Initial codes are from isaienkov

In [None]:
%%writefile random_agent.py

import random

def random_agent(observation, configuration):
    return random.randrange(configuration.banditCount)

In [None]:
%%writefile ucb_agent.py

import math

last_bandit = -1
total_reward = 0

sums_of_reward = None
numbers_of_selections = None
reward_hist = []

def ucb_agent(observation, configuration):    
    global sums_of_reward, numbers_of_selections, last_bandit, total_reward
    global reward_hist 

    if observation.step == 0:
        numbers_of_selections = [0] * configuration["banditCount"]
        sums_of_reward = [0] * configuration["banditCount"]

    if last_bandit > -1:
        reward = observation.reward - total_reward
        sums_of_reward[last_bandit] += reward
        total_reward += reward
        
        reward_hist.append(reward)

____________

PROBLEMS AND TASKS:
1/ According to the bandit agent code, what value is last_bandit initially set to?
2/ Please extend the bandit agent code from the point where it stops.

____________

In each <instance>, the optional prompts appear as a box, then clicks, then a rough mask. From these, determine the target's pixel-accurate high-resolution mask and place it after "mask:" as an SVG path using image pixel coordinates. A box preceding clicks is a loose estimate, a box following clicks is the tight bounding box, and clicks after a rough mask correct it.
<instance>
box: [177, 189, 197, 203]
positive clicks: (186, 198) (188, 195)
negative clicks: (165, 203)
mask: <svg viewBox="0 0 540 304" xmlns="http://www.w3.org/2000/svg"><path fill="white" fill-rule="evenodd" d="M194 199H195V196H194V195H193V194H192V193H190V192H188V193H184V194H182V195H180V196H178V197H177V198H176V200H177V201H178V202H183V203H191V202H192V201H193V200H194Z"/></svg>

____________

ANSWER SET:
1/ -1

2/
    bandit = 0
    max_upper_bound = 0
    for i in range(0, configuration.banditCount):
        if (numbers_of_selections[i] > 0):
            average_reward = sums_of_reward[i] / numbers_of_selections[i]
            delta_i = math.sqrt(2 * math.log(observation.step+1) / numbers_of_selections[i])
            upper_bound = average_reward + delta_i
        else:
            upper_bound = 1e400
        if upper_bound > max_upper_bound and last_bandit != i:
            max_upper_bound = upper_bound
            bandit = i
            last_bandit = bandit

    numbers_of_selections[bandit] += 1

    if bandit is None:
        bandit = 0

    return bandit

In [None]:
!pip install kaggle-environments --upgrade

In [None]:
import matplotlib.pyplot as plt
colors_db = ['g','b']
def plot_final_rewards(hist):
    num_episodes = 0
    
    plt.figure(figsize=(12,8))
    for i,agent in enumerate(hist.keys()):
        plt.plot(hist[agent], label=agent, color=colors_db[i])
        num_episodes = len(hist[agent])
        avg_final_reward = np.array(hist[agent]).mean()
        plt.plot([0, num_episodes-1],[avg_final_reward, avg_final_reward], label=agent+' avg.', color=colors_db[i],linestyle='dashed')
        
    plt.legend(bbox_to_anchor=(1.2, 0.5))
    plt.xlabel("Iterations")
    plt.ylabel("Final Reward")
    plt.title("Final Agent Rewards for " 
              + str(num_episodes) + " Episodes")
    plt.show()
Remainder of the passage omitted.